**Task brief**
Could you reproduce the rows below, starting with the line containing "Every instance of the blurred" and continuing through the line containing "<point>112,18</point>", with "smiling face" swapped for "happy face" and nothing else changed?
====== Dataset extract ======
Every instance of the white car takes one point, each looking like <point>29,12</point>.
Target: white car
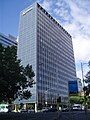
<point>3,107</point>
<point>77,107</point>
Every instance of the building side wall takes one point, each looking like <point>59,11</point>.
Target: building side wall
<point>56,65</point>
<point>27,42</point>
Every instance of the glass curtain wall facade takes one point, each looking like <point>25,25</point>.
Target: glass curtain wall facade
<point>47,46</point>
<point>7,40</point>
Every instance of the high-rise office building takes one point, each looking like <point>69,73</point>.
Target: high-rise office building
<point>47,46</point>
<point>7,40</point>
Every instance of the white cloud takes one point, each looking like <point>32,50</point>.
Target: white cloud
<point>47,5</point>
<point>74,15</point>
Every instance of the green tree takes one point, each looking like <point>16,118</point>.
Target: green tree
<point>14,78</point>
<point>76,99</point>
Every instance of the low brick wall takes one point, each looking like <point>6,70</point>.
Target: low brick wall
<point>28,116</point>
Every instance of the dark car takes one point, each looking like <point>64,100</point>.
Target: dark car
<point>23,111</point>
<point>50,110</point>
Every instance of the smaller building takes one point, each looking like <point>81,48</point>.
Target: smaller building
<point>7,40</point>
<point>75,86</point>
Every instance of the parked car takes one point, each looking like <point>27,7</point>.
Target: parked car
<point>31,111</point>
<point>77,107</point>
<point>65,109</point>
<point>51,110</point>
<point>3,107</point>
<point>23,111</point>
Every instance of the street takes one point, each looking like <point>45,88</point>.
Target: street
<point>73,115</point>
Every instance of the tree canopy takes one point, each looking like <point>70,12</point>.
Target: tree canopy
<point>14,78</point>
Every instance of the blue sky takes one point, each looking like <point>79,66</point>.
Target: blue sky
<point>73,15</point>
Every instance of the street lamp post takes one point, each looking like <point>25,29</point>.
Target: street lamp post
<point>84,86</point>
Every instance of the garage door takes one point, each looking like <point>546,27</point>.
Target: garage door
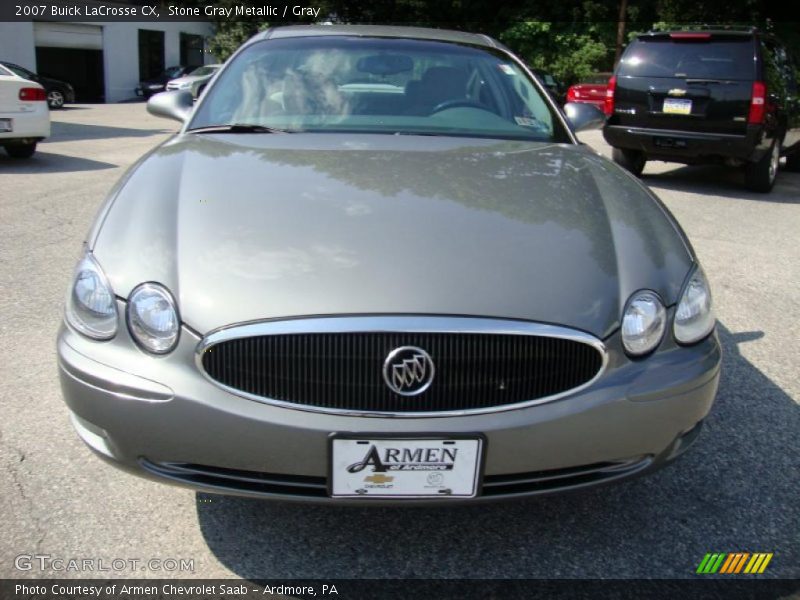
<point>72,53</point>
<point>68,35</point>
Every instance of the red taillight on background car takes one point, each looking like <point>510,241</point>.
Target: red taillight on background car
<point>572,94</point>
<point>608,105</point>
<point>32,95</point>
<point>757,103</point>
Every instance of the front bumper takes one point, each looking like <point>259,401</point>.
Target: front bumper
<point>32,124</point>
<point>689,146</point>
<point>170,423</point>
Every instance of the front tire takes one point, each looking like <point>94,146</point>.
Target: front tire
<point>793,161</point>
<point>630,160</point>
<point>55,99</point>
<point>760,176</point>
<point>21,150</point>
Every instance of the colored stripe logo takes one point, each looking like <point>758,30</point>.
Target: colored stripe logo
<point>733,563</point>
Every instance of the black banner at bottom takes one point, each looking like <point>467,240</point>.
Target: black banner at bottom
<point>346,589</point>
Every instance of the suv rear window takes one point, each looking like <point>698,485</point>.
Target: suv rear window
<point>728,58</point>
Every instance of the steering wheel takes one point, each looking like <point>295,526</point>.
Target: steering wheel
<point>458,103</point>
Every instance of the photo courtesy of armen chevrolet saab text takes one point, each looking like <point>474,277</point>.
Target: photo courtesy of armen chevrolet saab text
<point>376,266</point>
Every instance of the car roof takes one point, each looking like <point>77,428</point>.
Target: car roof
<point>421,33</point>
<point>710,32</point>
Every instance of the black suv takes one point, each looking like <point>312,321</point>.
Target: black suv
<point>706,96</point>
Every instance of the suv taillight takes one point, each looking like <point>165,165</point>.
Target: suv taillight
<point>608,105</point>
<point>32,95</point>
<point>757,103</point>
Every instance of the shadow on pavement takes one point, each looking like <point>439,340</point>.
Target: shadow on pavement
<point>64,132</point>
<point>48,162</point>
<point>735,490</point>
<point>724,181</point>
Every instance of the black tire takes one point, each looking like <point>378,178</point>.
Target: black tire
<point>55,99</point>
<point>793,161</point>
<point>21,150</point>
<point>760,176</point>
<point>630,160</point>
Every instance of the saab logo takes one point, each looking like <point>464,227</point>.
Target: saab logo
<point>734,563</point>
<point>406,459</point>
<point>379,478</point>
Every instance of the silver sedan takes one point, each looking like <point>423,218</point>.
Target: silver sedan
<point>375,265</point>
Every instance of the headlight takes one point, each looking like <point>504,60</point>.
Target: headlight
<point>91,305</point>
<point>643,322</point>
<point>694,318</point>
<point>152,318</point>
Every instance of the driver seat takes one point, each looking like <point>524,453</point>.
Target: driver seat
<point>437,85</point>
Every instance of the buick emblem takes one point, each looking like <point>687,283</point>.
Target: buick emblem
<point>408,370</point>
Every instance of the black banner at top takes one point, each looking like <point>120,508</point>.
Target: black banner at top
<point>156,10</point>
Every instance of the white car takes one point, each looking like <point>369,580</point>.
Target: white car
<point>24,116</point>
<point>194,81</point>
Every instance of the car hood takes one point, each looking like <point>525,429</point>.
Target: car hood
<point>251,227</point>
<point>190,78</point>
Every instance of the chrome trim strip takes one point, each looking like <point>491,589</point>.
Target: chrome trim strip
<point>397,324</point>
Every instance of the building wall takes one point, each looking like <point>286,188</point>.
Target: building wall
<point>16,44</point>
<point>120,50</point>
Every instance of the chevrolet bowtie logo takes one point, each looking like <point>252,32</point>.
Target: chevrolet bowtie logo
<point>379,478</point>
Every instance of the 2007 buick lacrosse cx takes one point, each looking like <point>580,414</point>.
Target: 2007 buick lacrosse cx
<point>375,265</point>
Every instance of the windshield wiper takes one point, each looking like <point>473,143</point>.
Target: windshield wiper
<point>237,128</point>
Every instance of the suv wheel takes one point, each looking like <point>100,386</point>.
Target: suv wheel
<point>760,176</point>
<point>55,99</point>
<point>21,150</point>
<point>631,160</point>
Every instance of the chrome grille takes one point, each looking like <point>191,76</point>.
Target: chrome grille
<point>342,371</point>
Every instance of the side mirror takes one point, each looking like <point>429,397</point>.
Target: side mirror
<point>584,116</point>
<point>175,105</point>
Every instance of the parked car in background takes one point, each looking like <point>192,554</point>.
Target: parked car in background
<point>24,116</point>
<point>590,90</point>
<point>384,269</point>
<point>706,96</point>
<point>58,92</point>
<point>158,84</point>
<point>194,81</point>
<point>553,85</point>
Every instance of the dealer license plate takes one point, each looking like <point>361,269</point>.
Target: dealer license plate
<point>405,467</point>
<point>677,106</point>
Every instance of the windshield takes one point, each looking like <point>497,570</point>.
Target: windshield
<point>379,85</point>
<point>203,71</point>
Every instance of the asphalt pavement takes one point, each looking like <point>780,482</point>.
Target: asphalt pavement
<point>736,490</point>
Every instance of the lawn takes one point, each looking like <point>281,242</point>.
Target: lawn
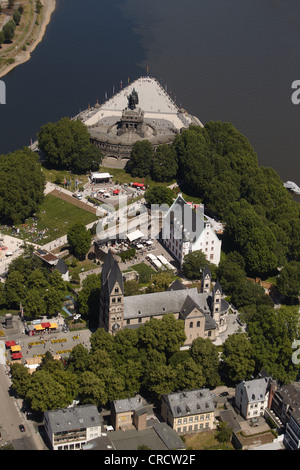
<point>53,221</point>
<point>204,441</point>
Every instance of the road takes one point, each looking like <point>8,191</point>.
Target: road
<point>11,417</point>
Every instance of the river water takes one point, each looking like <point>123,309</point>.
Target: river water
<point>224,60</point>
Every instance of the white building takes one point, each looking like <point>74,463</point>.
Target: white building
<point>71,428</point>
<point>252,396</point>
<point>185,230</point>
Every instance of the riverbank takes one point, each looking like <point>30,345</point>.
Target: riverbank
<point>48,8</point>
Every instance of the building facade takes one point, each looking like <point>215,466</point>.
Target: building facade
<point>252,397</point>
<point>204,313</point>
<point>185,231</point>
<point>188,412</point>
<point>72,428</point>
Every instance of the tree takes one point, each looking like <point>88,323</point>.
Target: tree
<point>164,164</point>
<point>159,195</point>
<point>91,389</point>
<point>46,393</point>
<point>22,186</point>
<point>238,357</point>
<point>17,17</point>
<point>79,239</point>
<point>189,375</point>
<point>224,432</point>
<point>88,297</point>
<point>140,163</point>
<point>2,37</point>
<point>66,145</point>
<point>206,354</point>
<point>34,304</point>
<point>166,335</point>
<point>288,282</point>
<point>9,30</point>
<point>79,359</point>
<point>194,263</point>
<point>21,379</point>
<point>160,282</point>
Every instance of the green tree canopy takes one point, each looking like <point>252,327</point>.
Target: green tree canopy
<point>22,186</point>
<point>194,263</point>
<point>140,163</point>
<point>79,239</point>
<point>66,145</point>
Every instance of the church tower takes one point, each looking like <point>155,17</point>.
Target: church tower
<point>216,302</point>
<point>206,281</point>
<point>112,296</point>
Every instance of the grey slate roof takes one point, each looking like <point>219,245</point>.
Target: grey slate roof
<point>159,303</point>
<point>177,285</point>
<point>192,402</point>
<point>111,272</point>
<point>127,404</point>
<point>67,419</point>
<point>256,389</point>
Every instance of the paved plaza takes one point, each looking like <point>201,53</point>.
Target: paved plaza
<point>57,342</point>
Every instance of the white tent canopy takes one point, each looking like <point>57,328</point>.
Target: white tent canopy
<point>100,176</point>
<point>135,235</point>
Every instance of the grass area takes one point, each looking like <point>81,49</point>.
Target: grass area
<point>83,266</point>
<point>205,441</point>
<point>54,219</point>
<point>143,268</point>
<point>58,177</point>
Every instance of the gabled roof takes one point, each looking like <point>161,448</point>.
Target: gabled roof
<point>187,223</point>
<point>107,265</point>
<point>176,285</point>
<point>192,402</point>
<point>188,306</point>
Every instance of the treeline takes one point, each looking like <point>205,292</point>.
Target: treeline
<point>22,186</point>
<point>8,31</point>
<point>218,165</point>
<point>149,361</point>
<point>66,145</point>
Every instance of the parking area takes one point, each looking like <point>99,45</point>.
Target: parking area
<point>58,341</point>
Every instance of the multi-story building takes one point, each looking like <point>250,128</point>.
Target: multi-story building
<point>129,412</point>
<point>204,313</point>
<point>292,431</point>
<point>71,428</point>
<point>185,231</point>
<point>251,397</point>
<point>188,412</point>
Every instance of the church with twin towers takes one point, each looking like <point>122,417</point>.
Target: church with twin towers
<point>204,313</point>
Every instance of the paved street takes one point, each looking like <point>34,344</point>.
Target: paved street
<point>11,417</point>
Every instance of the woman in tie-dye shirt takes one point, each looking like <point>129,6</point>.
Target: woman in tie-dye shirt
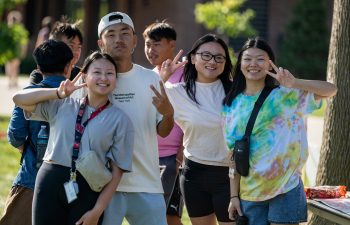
<point>273,191</point>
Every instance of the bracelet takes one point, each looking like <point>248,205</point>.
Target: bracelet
<point>58,94</point>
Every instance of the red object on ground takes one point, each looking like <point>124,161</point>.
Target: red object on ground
<point>325,192</point>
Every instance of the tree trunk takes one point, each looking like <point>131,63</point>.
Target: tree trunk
<point>334,165</point>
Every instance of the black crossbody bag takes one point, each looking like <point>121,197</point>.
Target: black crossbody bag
<point>241,150</point>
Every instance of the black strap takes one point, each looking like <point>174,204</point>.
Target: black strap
<point>257,106</point>
<point>28,139</point>
<point>79,129</point>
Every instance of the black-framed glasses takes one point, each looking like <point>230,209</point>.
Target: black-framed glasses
<point>207,57</point>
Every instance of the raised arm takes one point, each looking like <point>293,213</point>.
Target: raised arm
<point>164,107</point>
<point>321,89</point>
<point>29,98</point>
<point>92,216</point>
<point>170,66</point>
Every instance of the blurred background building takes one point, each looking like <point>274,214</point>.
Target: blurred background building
<point>270,21</point>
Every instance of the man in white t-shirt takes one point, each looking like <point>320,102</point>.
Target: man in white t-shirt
<point>139,195</point>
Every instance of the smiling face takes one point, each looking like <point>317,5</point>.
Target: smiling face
<point>208,71</point>
<point>118,41</point>
<point>101,77</point>
<point>75,45</point>
<point>254,63</point>
<point>159,51</point>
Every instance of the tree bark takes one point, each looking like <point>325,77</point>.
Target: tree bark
<point>334,165</point>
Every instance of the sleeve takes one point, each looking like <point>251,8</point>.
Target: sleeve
<point>170,93</point>
<point>304,101</point>
<point>121,152</point>
<point>35,77</point>
<point>18,128</point>
<point>45,110</point>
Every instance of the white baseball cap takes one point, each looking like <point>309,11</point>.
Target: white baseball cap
<point>112,18</point>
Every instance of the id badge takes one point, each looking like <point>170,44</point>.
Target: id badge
<point>70,191</point>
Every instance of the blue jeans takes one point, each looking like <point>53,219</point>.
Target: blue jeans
<point>287,208</point>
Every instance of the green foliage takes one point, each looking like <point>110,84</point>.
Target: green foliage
<point>304,50</point>
<point>12,40</point>
<point>225,16</point>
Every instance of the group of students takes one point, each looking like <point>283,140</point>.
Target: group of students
<point>132,112</point>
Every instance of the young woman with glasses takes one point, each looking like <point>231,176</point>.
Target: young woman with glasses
<point>204,183</point>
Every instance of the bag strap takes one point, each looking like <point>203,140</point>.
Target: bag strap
<point>257,106</point>
<point>43,85</point>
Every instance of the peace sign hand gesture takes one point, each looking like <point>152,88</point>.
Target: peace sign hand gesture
<point>67,87</point>
<point>283,76</point>
<point>161,101</point>
<point>169,67</point>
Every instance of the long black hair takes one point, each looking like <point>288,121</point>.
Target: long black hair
<point>190,73</point>
<point>239,81</point>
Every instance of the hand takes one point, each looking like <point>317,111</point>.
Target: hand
<point>284,77</point>
<point>67,87</point>
<point>20,149</point>
<point>234,208</point>
<point>161,101</point>
<point>169,67</point>
<point>89,218</point>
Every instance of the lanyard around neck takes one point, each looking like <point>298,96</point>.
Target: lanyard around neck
<point>79,129</point>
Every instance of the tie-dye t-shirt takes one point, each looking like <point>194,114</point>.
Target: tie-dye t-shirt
<point>278,144</point>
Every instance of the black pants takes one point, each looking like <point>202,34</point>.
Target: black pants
<point>206,190</point>
<point>50,205</point>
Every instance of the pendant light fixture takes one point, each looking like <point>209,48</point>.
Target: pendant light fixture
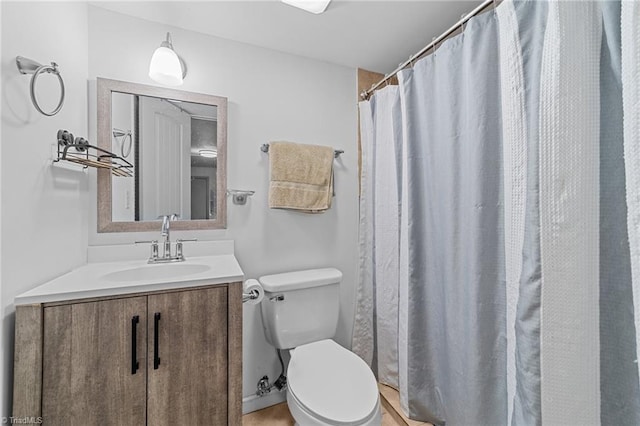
<point>166,66</point>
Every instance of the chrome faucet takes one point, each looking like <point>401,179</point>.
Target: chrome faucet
<point>166,225</point>
<point>166,252</point>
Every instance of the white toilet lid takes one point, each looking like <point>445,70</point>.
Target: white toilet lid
<point>332,382</point>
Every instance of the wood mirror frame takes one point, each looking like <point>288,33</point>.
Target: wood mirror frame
<point>105,87</point>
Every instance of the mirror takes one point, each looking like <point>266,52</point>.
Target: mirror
<point>176,142</point>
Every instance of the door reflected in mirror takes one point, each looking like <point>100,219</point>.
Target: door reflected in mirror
<point>173,147</point>
<point>177,143</point>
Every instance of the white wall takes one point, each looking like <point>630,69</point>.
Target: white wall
<point>44,209</point>
<point>272,96</point>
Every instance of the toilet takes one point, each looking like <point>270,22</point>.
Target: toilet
<point>327,384</point>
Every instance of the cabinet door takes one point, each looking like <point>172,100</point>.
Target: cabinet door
<point>87,363</point>
<point>189,385</point>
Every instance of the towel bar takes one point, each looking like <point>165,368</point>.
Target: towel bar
<point>336,152</point>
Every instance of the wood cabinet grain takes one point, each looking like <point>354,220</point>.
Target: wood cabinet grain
<point>74,362</point>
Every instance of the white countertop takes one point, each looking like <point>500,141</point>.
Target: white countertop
<point>97,279</point>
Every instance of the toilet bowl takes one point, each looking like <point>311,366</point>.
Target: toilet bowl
<point>329,385</point>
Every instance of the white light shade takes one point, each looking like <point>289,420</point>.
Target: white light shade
<point>165,67</point>
<point>313,6</point>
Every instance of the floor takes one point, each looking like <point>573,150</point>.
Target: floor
<point>278,415</point>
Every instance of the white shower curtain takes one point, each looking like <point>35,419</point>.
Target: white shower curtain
<point>499,282</point>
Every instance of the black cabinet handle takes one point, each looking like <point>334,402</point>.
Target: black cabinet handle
<point>134,344</point>
<point>156,344</point>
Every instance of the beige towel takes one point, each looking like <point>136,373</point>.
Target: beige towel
<point>301,177</point>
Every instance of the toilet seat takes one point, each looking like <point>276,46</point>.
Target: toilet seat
<point>332,384</point>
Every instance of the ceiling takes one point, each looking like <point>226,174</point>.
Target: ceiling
<point>370,34</point>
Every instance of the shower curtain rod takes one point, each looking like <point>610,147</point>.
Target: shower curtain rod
<point>367,93</point>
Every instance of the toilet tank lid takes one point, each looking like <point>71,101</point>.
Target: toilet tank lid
<point>300,279</point>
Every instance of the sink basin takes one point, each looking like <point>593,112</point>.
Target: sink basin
<point>156,272</point>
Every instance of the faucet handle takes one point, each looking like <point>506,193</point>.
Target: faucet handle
<point>154,248</point>
<point>179,242</point>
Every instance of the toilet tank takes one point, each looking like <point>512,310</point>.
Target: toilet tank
<point>300,307</point>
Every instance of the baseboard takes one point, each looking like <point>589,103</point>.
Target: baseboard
<point>254,402</point>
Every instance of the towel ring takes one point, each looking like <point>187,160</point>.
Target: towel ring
<point>29,66</point>
<point>126,136</point>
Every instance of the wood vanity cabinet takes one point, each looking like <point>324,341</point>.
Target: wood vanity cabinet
<point>161,358</point>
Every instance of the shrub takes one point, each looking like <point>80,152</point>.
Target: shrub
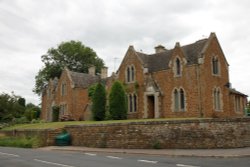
<point>99,103</point>
<point>117,102</point>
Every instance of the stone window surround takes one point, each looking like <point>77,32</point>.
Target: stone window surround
<point>132,104</point>
<point>237,103</point>
<point>63,108</point>
<point>217,102</point>
<point>63,89</point>
<point>179,100</point>
<point>130,74</point>
<point>175,67</point>
<point>156,104</point>
<point>215,58</point>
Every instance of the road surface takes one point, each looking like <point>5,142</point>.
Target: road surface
<point>18,157</point>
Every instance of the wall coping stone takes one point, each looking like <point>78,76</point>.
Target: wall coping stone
<point>202,120</point>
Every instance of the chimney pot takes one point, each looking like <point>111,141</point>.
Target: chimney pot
<point>160,49</point>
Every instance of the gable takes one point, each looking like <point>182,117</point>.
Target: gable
<point>213,46</point>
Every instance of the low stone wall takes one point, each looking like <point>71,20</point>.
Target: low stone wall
<point>47,136</point>
<point>200,133</point>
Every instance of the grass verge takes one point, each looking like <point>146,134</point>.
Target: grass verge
<point>55,125</point>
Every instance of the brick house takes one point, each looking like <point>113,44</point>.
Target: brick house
<point>186,81</point>
<point>70,94</point>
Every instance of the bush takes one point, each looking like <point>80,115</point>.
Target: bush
<point>55,113</point>
<point>99,103</point>
<point>22,120</point>
<point>117,102</point>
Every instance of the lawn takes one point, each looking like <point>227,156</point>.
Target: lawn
<point>55,125</point>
======
**Task result**
Every instance of the blurred background building takes one point, each looking like <point>274,214</point>.
Target: blurred background building
<point>270,21</point>
Every instance of the man in white t-shirt takes one point, each looking like <point>320,102</point>.
Target: man in white t-shirt
<point>139,195</point>
Every instance of the happy face takes one point, each looking like <point>317,5</point>.
Target: happy face
<point>208,71</point>
<point>118,41</point>
<point>101,77</point>
<point>75,45</point>
<point>254,63</point>
<point>159,51</point>
Every instance of the tree bark takes one point, each looking like <point>325,77</point>.
Target: tree bark
<point>334,165</point>
Every instance of the sleeve takes one point, each looking like <point>251,8</point>.
Target: sleeve
<point>170,93</point>
<point>304,101</point>
<point>121,152</point>
<point>35,77</point>
<point>18,128</point>
<point>45,110</point>
Every instance of the white baseball cap takes one point, each looking like <point>309,11</point>.
Target: white baseball cap
<point>112,18</point>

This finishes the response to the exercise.